• Page excerpt:
★ ★ ★ ★ ★

April 1, 2016

Cutting On Random Digital Mutations and Peak Hadoop

Alex Woodie

Doug Cutting giving a keynote address Wednesday during Strata + Hadoop World 2016 in San Jose, California

In a wide-ranging Strata + Hadoop World talk on Wednesday that reminds us why we like Doug Cutting so much, the father of Hadoop riffed on the evolution of big data tech, the power of open source, the promise of Flink, and the possibility of “peak Hadoop” at the ripe old age of 10.

“It’s easy to say it’s all hype,” the Cloudera chief architect and Apache Hadoop co-founder said during a presentation on the next 10 years of Hadoop that was posted to YouTube by The Hive. “People ask, ‘Is this a hype bubble. Are we at peak Hadoop yet?’ Depending on what you mean by Hadoop…I say no, we’re a long ways from that. We’re still at the very early stages.”

The fact that Cutting had to parse the question–just what exactly is Hadoop anyway?–is a leading indicator of just how far Hadoop has come, how much attention it’s gained, and how hard it can be to qualify. There’s something going on, definitely, but it’s hard to pin down. As the source of the most relevant technology to come out of Silicon Valley in a decade, it’s no wonder that people look to Cutting (who also created the Lucene search engine) for insight.

If you consider Hadoop to be the two things that it started with–HDFS and MapRecuce–then yes maybe we’ve reached peak Hadoop, Cutting said during his talk, an expanded version of the Strata + Hadoop World keynote address he delivered earlier in the day. “But the more interesting thing,” he said, “is the broader thing.”

Ah yes, but what is this broader thing? “I think we’ve got these long-term trends, like advancements in hardware driven by Moore’s Law and other related things,” he said. “It’s given us an incredibly large quantity of hardware for less and less money each year.”

If you look back 10 to 20 years, computation was isolated among companies, Cutting said. The accounting department or the warehouse may have used computers, but they were narrowly focused on specific functions. “That’s changing, and that’s continue to change rapidly,” he said. “Almost every traditional enterprise is becoming predominantly driven by data.”

And these data-driven companies in healthcare, transportation, retail, and other industries aren’t getting their newfound data superpowers from the old guard of enterprise software, guys like Oracle (NYSE: ORCL), IBM (NYSE: IBM), and Microsoft (NASDAQ: MSFT). No, the new capabilities are emanating from open source.

“There’s a separate universe from the IT companies that sold software to enterprises that built the databases,” Cutting said. “The hacker community is what I came out of and we were using open source pretty widely. It was accepted as a way of doing things. We shared software and collaborated, we incorporated new methodologies, whereas enterprise software was pretty stodgy. It didn’t change very quickly. It wasn’t respected very much.”

★ ★ ★ ★ ★

• Dataset excerpts:

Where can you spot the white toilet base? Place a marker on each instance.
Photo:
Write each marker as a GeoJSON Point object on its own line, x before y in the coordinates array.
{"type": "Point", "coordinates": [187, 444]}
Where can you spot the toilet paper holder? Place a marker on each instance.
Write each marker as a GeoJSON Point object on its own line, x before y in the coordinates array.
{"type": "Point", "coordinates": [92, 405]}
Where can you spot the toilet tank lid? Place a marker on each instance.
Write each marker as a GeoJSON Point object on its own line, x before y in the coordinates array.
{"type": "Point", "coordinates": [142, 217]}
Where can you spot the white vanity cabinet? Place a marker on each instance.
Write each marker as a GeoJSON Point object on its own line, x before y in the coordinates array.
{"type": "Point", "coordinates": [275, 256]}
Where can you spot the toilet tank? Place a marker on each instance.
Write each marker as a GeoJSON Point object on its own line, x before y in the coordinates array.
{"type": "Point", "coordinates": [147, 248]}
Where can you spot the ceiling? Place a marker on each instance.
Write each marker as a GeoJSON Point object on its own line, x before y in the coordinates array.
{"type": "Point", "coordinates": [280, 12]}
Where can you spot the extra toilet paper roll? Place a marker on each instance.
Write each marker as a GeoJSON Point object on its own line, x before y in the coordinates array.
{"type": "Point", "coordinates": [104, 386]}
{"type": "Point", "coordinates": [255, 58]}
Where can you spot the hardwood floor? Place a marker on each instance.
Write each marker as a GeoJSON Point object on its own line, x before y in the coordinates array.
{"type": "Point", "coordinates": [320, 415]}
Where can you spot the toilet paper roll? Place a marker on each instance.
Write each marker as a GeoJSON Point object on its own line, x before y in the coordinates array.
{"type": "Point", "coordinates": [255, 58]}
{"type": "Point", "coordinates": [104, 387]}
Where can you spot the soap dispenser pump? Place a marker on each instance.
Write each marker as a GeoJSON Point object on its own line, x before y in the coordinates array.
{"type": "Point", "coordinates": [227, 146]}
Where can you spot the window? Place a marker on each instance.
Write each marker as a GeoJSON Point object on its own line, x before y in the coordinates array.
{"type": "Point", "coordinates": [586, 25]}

★ ★ ★ ★ ★

• Directive 1: Do these statements agree with the Hadoop article? Answer yes or no for each and quote the words that decide it. (a) Cutting says Hadoop has already peaked, whatever is meant by Hadoop. (b) Cutting also created the Lucene search engine. (c) The talk was posted to YouTube by The Hive.
• Directive 2: Rewrite the passage of the Hadoop article from "The fact that" to "engine) for insight.", putting "the Bay Area" in place of "Silicon Valley".

• Written reply 1:
(a) No: "Depending on what you mean by Hadoop…I say no, we’re a long ways from that."
(b) Yes: "who also created the Lucene search engine"
(c) Yes: "posted to YouTube by The Hive"

• Written reply 2:
The fact that Cutting had to parse the question–just what exactly is Hadoop anyway?–is a leading indicator of just how far Hadoop has come, how much attention it’s gained, and how hard it can be to qualify. There’s something going on, definitely, but it’s hard to pin down. As the source of the most relevant technology to come out of the Bay Area in a decade, it’s no wonder that people look to Cutting (who also created the Lucene search engine) for insight.